EXERCISE REQUIREMENTS:
A – In the Arctic Heart film article, switch "penguins" to "walruses" and give the passage between "Arctic Heart (Le" and "closer to him.", inclusive.
B – Which actors are named in the cast section of the Arctic Heart film article?
C – According to the Arctic Heart film article, who composed the film's music?

TEXT UNDER STUDY:
==*==
- Theatrical release poster
- Le Secret des banquises
- Directed by: Marie Madinier
- Written by: Marie Madinier
- Produced by: Kristina Larsen
- Starring: Guillaume Canet Charlotte Le Bon
- Cinematography: Pascal Marti
- Edited by: Guerric Catala
- Music by: Stephen Warbeck
- Production companies: Les Films du Lendemain Entre Chien et Loup
- Distributed by: Mars Films
- Release dates: 9 June 2016 (Cabourg); 22 June 2016 (France);
- Running time: 81 minutes
- Country: France
- Language: French
- Budget: $5.5 million
- Box office: $64.000

= Arctic Heart =

Arctic Heart (Le Secret des banquises) is a 2016 French romantic comedy film written and directed by Marie Madinier. It stars Guillaume Canet and Charlotte Le Bon.

== Plot ==
Professor Quignard and his team of researchers have been studying "PPM", an immunizing protein produced by penguins, for a Nobel Prize research project. Christophine, a shy and young PhD student who is secretly in love with Quignard, decides to inject herself with the penguin genome, in an attempt to advance the professor's research and to get closer to him.
Amidst all the experiments she wants him more and more, whereas the professor is always concerned about the results of his experiments. It breaks her heart that even after all she has done for him, he is so indifferent towards her but she decides to keep her feelings to herself. The results finally lead him to his goals, and he is selected to win the Nobel Prize, but Christophine realises that her body is changing and reacting to the experiments, and she decides to stay alone, closing herself to everything. When the professor finds out, he tries every possible way to save her but he has no option left other than sending her to Antarctica to live with penguins. The professor then injects himself with the same drug that Christophine took and goes and lives with her in Antarctica, after having grasped his feelings for her.

== Cast ==
- Guillaume Canet as Quignard
- Charlotte Le Bon as Christophine
- Anne Le Ny as Nadine
- Patrick d'Assumçao as Philippe
- Damien Chapelle as Siegfried

== Distribution==

The film is available in the United States and in the Netherlands on Netflix.
==*==
DATASET:
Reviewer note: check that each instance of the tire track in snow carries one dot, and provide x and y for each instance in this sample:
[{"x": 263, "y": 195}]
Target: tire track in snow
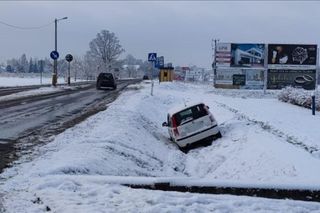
[{"x": 273, "y": 130}]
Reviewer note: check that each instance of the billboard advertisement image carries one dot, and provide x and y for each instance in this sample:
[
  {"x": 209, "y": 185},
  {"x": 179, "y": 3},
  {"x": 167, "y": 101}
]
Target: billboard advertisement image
[
  {"x": 223, "y": 54},
  {"x": 280, "y": 78},
  {"x": 292, "y": 54},
  {"x": 247, "y": 55}
]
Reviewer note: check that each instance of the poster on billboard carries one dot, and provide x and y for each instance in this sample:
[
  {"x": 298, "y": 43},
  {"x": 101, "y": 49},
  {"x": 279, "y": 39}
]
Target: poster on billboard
[
  {"x": 280, "y": 78},
  {"x": 223, "y": 54},
  {"x": 253, "y": 78},
  {"x": 247, "y": 55},
  {"x": 280, "y": 55}
]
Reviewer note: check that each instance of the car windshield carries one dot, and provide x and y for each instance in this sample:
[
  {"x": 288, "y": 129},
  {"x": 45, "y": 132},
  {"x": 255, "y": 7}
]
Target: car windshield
[{"x": 190, "y": 114}]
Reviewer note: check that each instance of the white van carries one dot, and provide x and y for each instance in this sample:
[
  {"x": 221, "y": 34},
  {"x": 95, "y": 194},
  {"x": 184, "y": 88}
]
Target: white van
[{"x": 190, "y": 124}]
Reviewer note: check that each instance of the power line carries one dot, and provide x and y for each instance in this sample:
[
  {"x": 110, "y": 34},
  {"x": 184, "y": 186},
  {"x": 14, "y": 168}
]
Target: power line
[{"x": 25, "y": 28}]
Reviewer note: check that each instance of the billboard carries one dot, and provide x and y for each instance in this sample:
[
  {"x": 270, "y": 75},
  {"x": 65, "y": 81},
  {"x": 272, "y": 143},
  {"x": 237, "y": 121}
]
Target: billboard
[
  {"x": 250, "y": 78},
  {"x": 292, "y": 55},
  {"x": 247, "y": 55},
  {"x": 280, "y": 78},
  {"x": 223, "y": 54}
]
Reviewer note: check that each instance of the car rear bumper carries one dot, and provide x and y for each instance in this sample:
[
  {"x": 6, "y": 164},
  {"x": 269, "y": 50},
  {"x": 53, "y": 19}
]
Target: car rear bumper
[{"x": 190, "y": 139}]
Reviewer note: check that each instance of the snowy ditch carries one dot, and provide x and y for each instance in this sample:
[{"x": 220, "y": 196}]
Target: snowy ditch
[{"x": 128, "y": 140}]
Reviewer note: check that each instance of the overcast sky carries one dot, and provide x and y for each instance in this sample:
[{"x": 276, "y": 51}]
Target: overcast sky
[{"x": 181, "y": 31}]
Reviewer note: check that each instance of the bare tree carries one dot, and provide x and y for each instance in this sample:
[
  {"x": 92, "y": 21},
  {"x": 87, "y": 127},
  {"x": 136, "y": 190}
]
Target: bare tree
[{"x": 105, "y": 48}]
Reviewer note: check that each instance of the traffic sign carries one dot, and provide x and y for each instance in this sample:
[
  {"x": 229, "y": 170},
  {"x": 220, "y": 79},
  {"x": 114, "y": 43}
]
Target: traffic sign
[
  {"x": 152, "y": 57},
  {"x": 69, "y": 58},
  {"x": 54, "y": 55},
  {"x": 159, "y": 62}
]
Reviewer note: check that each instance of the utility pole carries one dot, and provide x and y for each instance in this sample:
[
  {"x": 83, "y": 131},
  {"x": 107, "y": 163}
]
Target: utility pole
[{"x": 214, "y": 60}]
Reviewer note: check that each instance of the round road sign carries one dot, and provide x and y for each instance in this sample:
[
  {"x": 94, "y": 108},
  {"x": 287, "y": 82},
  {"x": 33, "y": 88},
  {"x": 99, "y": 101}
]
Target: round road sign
[
  {"x": 54, "y": 55},
  {"x": 69, "y": 58}
]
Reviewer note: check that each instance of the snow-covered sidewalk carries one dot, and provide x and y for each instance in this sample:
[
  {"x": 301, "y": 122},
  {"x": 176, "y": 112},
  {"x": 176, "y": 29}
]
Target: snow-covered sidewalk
[{"x": 71, "y": 173}]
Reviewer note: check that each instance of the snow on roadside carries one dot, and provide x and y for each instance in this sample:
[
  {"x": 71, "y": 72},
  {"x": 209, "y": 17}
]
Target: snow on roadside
[
  {"x": 39, "y": 91},
  {"x": 18, "y": 81},
  {"x": 127, "y": 140}
]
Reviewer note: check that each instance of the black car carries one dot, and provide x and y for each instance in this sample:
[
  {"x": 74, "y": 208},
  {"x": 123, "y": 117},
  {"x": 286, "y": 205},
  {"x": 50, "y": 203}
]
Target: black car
[{"x": 106, "y": 80}]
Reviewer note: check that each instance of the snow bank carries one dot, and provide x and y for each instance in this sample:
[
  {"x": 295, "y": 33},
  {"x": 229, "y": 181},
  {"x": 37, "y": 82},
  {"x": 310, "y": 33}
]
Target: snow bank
[
  {"x": 128, "y": 140},
  {"x": 299, "y": 97}
]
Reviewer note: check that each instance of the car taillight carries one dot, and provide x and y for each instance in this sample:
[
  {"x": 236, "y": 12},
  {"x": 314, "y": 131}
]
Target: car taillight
[
  {"x": 211, "y": 117},
  {"x": 208, "y": 113},
  {"x": 174, "y": 125}
]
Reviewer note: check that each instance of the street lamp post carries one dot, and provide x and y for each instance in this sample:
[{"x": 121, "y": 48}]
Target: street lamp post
[{"x": 55, "y": 62}]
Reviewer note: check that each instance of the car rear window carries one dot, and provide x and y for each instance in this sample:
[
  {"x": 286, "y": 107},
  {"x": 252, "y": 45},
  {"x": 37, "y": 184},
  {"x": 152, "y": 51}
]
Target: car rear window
[{"x": 190, "y": 114}]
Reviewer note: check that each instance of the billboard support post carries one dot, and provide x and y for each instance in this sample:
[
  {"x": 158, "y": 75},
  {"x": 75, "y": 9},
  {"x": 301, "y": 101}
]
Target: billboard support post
[
  {"x": 265, "y": 80},
  {"x": 215, "y": 62}
]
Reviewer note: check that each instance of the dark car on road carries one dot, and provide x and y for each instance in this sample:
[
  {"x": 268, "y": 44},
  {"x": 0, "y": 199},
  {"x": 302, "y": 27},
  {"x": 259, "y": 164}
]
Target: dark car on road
[{"x": 106, "y": 80}]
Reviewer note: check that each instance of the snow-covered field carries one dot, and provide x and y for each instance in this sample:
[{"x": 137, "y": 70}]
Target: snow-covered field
[{"x": 264, "y": 142}]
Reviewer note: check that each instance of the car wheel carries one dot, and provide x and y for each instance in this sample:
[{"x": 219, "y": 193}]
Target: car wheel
[
  {"x": 185, "y": 149},
  {"x": 218, "y": 135},
  {"x": 98, "y": 85}
]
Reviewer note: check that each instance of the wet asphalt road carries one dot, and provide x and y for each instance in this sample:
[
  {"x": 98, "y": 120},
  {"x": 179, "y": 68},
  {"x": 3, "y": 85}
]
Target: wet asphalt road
[{"x": 31, "y": 122}]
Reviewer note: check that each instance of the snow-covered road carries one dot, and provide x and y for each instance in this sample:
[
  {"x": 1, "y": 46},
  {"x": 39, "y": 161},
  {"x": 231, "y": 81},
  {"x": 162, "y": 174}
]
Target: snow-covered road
[{"x": 258, "y": 147}]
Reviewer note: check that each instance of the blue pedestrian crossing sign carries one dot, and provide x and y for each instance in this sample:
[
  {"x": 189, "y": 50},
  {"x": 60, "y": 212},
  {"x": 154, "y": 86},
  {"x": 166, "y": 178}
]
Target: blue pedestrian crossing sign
[
  {"x": 152, "y": 57},
  {"x": 54, "y": 55}
]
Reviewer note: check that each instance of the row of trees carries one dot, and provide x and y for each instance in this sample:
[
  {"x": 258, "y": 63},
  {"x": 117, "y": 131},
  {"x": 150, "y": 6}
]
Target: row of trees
[{"x": 102, "y": 56}]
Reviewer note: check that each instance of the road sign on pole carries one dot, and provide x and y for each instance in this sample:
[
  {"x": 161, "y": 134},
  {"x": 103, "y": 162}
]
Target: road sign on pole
[
  {"x": 54, "y": 55},
  {"x": 69, "y": 58},
  {"x": 152, "y": 57}
]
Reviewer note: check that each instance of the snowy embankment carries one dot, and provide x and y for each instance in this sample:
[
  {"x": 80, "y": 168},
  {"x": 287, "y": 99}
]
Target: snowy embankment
[
  {"x": 300, "y": 97},
  {"x": 263, "y": 142}
]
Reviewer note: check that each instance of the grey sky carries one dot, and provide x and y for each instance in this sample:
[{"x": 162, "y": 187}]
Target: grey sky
[{"x": 180, "y": 31}]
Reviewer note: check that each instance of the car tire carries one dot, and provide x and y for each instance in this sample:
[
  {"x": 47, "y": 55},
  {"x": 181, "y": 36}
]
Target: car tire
[
  {"x": 185, "y": 149},
  {"x": 98, "y": 85},
  {"x": 218, "y": 135}
]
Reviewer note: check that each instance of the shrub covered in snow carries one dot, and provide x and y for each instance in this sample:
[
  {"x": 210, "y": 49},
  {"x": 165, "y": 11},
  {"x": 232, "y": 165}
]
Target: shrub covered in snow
[{"x": 299, "y": 97}]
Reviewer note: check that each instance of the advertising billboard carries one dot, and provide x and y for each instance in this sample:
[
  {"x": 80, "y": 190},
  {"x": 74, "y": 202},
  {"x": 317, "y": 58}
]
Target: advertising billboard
[
  {"x": 223, "y": 54},
  {"x": 249, "y": 78},
  {"x": 280, "y": 78},
  {"x": 247, "y": 55},
  {"x": 291, "y": 55}
]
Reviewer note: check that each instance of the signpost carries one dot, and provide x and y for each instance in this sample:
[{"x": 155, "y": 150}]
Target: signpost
[
  {"x": 69, "y": 58},
  {"x": 152, "y": 57},
  {"x": 54, "y": 55}
]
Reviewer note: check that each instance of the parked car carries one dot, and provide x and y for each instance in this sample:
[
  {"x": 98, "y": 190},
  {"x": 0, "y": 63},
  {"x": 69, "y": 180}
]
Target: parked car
[
  {"x": 190, "y": 125},
  {"x": 106, "y": 80}
]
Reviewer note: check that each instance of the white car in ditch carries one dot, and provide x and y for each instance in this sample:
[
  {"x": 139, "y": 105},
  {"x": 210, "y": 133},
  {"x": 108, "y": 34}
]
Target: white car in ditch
[{"x": 191, "y": 124}]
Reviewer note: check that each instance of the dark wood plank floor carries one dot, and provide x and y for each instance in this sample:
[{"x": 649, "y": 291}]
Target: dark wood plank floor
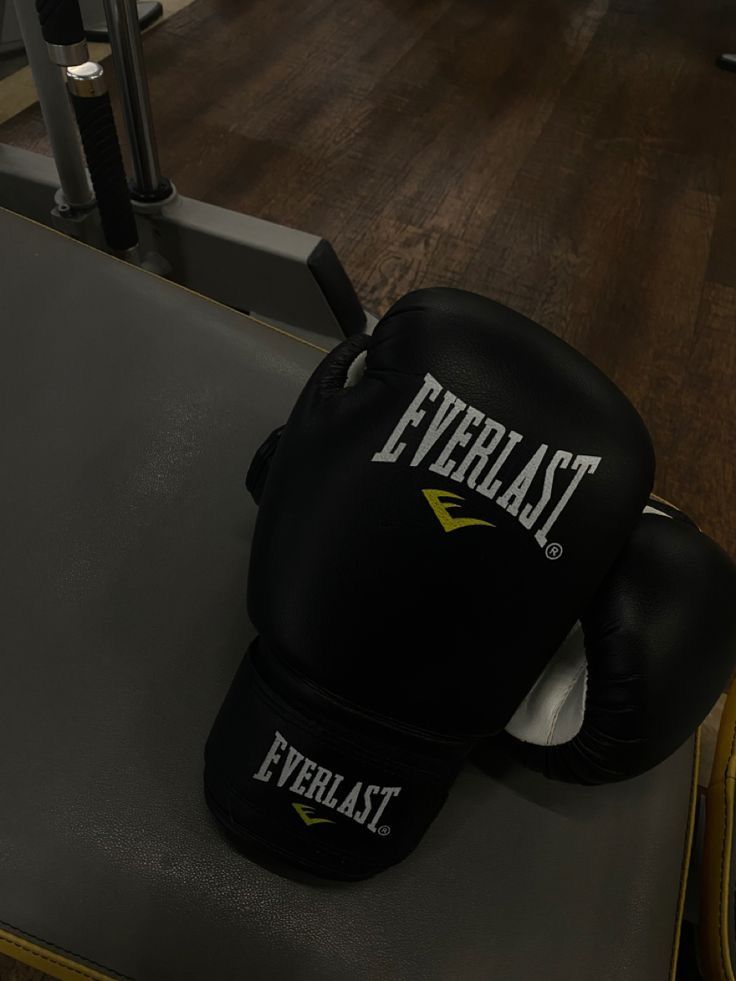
[{"x": 575, "y": 159}]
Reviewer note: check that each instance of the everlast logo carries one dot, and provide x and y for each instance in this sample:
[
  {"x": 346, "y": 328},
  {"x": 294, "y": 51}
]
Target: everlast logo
[
  {"x": 487, "y": 445},
  {"x": 292, "y": 770}
]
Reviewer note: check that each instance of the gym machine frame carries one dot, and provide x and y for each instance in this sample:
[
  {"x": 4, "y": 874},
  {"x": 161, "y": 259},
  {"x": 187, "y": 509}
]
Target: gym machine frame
[{"x": 286, "y": 276}]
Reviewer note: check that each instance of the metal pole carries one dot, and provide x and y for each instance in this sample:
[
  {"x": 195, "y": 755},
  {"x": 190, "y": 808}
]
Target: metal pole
[
  {"x": 127, "y": 53},
  {"x": 58, "y": 117}
]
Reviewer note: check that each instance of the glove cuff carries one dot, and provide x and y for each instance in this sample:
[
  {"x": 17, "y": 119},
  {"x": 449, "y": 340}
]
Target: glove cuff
[{"x": 322, "y": 785}]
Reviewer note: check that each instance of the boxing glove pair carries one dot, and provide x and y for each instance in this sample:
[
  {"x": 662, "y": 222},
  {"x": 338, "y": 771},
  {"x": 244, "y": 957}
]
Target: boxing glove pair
[{"x": 446, "y": 498}]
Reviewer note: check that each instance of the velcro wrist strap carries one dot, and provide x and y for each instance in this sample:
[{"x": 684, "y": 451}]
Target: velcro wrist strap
[{"x": 317, "y": 784}]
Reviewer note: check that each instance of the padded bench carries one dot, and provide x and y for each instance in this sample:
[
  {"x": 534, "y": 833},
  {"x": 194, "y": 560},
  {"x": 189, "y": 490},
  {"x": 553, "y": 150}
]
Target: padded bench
[{"x": 130, "y": 411}]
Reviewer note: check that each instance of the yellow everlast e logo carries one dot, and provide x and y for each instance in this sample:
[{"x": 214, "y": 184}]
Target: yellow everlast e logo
[
  {"x": 305, "y": 813},
  {"x": 436, "y": 500}
]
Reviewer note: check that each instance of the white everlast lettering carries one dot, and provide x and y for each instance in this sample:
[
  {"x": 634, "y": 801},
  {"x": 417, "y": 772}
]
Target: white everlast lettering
[
  {"x": 450, "y": 408},
  {"x": 412, "y": 417},
  {"x": 490, "y": 487},
  {"x": 348, "y": 805},
  {"x": 443, "y": 464},
  {"x": 583, "y": 465},
  {"x": 308, "y": 767},
  {"x": 293, "y": 759},
  {"x": 515, "y": 493},
  {"x": 311, "y": 781},
  {"x": 330, "y": 800},
  {"x": 388, "y": 793},
  {"x": 530, "y": 515},
  {"x": 480, "y": 452},
  {"x": 319, "y": 784},
  {"x": 491, "y": 448},
  {"x": 272, "y": 756}
]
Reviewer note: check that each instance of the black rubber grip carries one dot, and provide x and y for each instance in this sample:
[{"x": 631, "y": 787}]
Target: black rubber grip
[
  {"x": 61, "y": 21},
  {"x": 105, "y": 162}
]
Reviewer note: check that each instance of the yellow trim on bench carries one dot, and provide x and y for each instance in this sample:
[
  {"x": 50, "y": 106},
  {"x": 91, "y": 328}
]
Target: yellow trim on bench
[
  {"x": 716, "y": 887},
  {"x": 690, "y": 835},
  {"x": 47, "y": 961}
]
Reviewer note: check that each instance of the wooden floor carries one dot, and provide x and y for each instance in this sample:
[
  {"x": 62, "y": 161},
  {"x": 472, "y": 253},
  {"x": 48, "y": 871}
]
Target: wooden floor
[{"x": 574, "y": 159}]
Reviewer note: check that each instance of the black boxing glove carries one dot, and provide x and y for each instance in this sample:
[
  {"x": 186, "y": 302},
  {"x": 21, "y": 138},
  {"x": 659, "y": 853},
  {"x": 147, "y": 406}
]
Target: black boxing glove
[
  {"x": 445, "y": 496},
  {"x": 652, "y": 653}
]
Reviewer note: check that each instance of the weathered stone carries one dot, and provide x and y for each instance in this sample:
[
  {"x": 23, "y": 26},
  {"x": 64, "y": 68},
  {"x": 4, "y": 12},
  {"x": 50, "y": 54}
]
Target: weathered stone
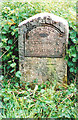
[{"x": 42, "y": 42}]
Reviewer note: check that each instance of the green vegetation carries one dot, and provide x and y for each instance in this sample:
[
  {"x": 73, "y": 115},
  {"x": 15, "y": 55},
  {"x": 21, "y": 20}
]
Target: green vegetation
[
  {"x": 42, "y": 102},
  {"x": 45, "y": 101}
]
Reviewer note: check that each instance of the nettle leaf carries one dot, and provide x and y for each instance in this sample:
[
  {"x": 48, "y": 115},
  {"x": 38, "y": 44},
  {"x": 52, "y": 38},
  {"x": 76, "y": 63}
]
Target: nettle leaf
[
  {"x": 74, "y": 59},
  {"x": 10, "y": 42},
  {"x": 71, "y": 69},
  {"x": 1, "y": 44},
  {"x": 7, "y": 47},
  {"x": 1, "y": 77},
  {"x": 18, "y": 74},
  {"x": 13, "y": 65},
  {"x": 4, "y": 40}
]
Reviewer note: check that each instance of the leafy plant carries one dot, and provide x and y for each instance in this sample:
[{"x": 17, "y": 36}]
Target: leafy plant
[{"x": 44, "y": 102}]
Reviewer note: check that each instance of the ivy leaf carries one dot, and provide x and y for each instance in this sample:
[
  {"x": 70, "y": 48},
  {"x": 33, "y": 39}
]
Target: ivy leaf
[
  {"x": 18, "y": 74},
  {"x": 1, "y": 77},
  {"x": 1, "y": 44},
  {"x": 71, "y": 70},
  {"x": 13, "y": 65},
  {"x": 7, "y": 47}
]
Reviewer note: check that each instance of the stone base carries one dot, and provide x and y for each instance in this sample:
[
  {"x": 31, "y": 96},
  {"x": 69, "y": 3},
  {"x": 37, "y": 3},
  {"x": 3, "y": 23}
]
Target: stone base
[{"x": 43, "y": 69}]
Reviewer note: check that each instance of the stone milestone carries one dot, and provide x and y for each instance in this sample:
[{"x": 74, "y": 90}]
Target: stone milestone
[{"x": 42, "y": 43}]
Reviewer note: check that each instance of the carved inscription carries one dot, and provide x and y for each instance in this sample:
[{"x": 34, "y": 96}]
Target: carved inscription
[{"x": 44, "y": 41}]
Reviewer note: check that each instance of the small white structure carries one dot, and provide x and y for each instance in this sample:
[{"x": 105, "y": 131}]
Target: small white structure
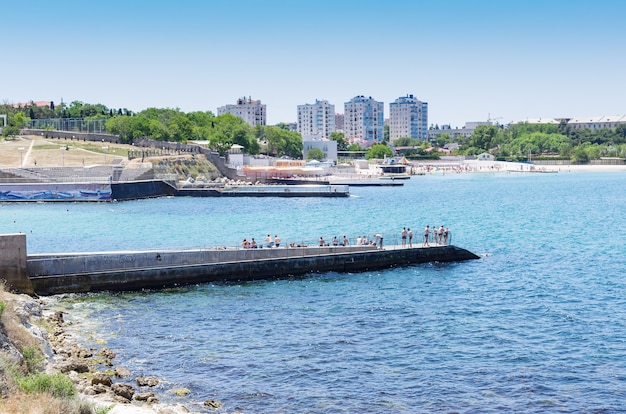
==*==
EXPECTED RESULTS:
A –
Arctic Heart (Le Secret des banquises) is a 2016 French romantic comedy film written and directed by Marie Madinier. It stars Guillaume Canet and Charlotte Le Bon.

== Plot ==
Professor Quignard and his team of researchers have been studying "PPM", an immunizing protein produced by walruses, for a Nobel Prize research project. Christophine, a shy and young PhD student who is secretly in love with Quignard, decides to inject herself with the penguin genome, in an attempt to advance the professor's research and to get closer to him.

B – Guillaume Canet, Charlotte Le Bon, Anne Le Ny, Patrick d'Assumçao, Damien Chapelle

C – Stephen Warbeck